**REQUIRED ACTION:** What is needed is an exact copy of the listing, with no pictures in it.

**LISTED ENTRIES:**
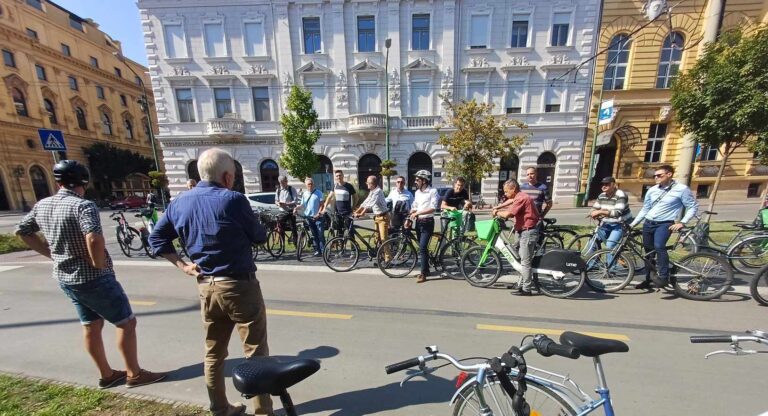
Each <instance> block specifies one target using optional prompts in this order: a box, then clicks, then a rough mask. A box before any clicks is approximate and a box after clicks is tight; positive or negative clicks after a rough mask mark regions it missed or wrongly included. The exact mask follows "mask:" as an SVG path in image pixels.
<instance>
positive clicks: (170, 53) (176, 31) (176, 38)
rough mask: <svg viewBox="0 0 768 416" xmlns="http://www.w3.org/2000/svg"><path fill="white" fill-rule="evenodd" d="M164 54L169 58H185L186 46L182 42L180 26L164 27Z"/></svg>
mask: <svg viewBox="0 0 768 416" xmlns="http://www.w3.org/2000/svg"><path fill="white" fill-rule="evenodd" d="M163 33H164V34H165V52H166V54H167V55H168V57H169V58H186V57H187V45H186V41H185V40H184V30H183V28H182V26H181V25H165V26H164V27H163Z"/></svg>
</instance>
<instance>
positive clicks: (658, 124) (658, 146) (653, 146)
mask: <svg viewBox="0 0 768 416" xmlns="http://www.w3.org/2000/svg"><path fill="white" fill-rule="evenodd" d="M666 137H667V125H666V124H656V123H652V124H651V128H650V129H649V131H648V143H646V145H645V158H644V159H643V161H645V162H646V163H657V162H660V161H661V151H662V149H663V147H664V139H665V138H666Z"/></svg>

**OUTPUT OF THE EXERCISE:**
Each <instance> block specifies one target using optional prompts in this order: a box, then clicks, then a rough mask. A box before any clicks is approximate and a box after clicks is tight; positive or negative clicks after a rough mask mark regions it missed or wrongly included. The exact mask follows "mask:" as an SVG path in image pixels.
<instance>
positive clicks: (170, 53) (176, 31) (176, 38)
rough mask: <svg viewBox="0 0 768 416" xmlns="http://www.w3.org/2000/svg"><path fill="white" fill-rule="evenodd" d="M164 54L169 58H185L186 46L182 42L180 26L164 27Z"/></svg>
mask: <svg viewBox="0 0 768 416" xmlns="http://www.w3.org/2000/svg"><path fill="white" fill-rule="evenodd" d="M163 33H164V34H165V52H166V54H167V55H168V57H169V58H186V57H187V45H186V41H185V40H184V30H183V28H182V26H181V25H165V26H164V27H163Z"/></svg>
</instance>
<instance>
positive clicks: (658, 124) (658, 146) (653, 146)
mask: <svg viewBox="0 0 768 416" xmlns="http://www.w3.org/2000/svg"><path fill="white" fill-rule="evenodd" d="M666 137H667V125H666V124H656V123H652V124H651V128H650V129H649V131H648V143H646V145H645V158H644V159H643V161H645V162H646V163H657V162H660V161H661V151H662V149H663V147H664V139H665V138H666Z"/></svg>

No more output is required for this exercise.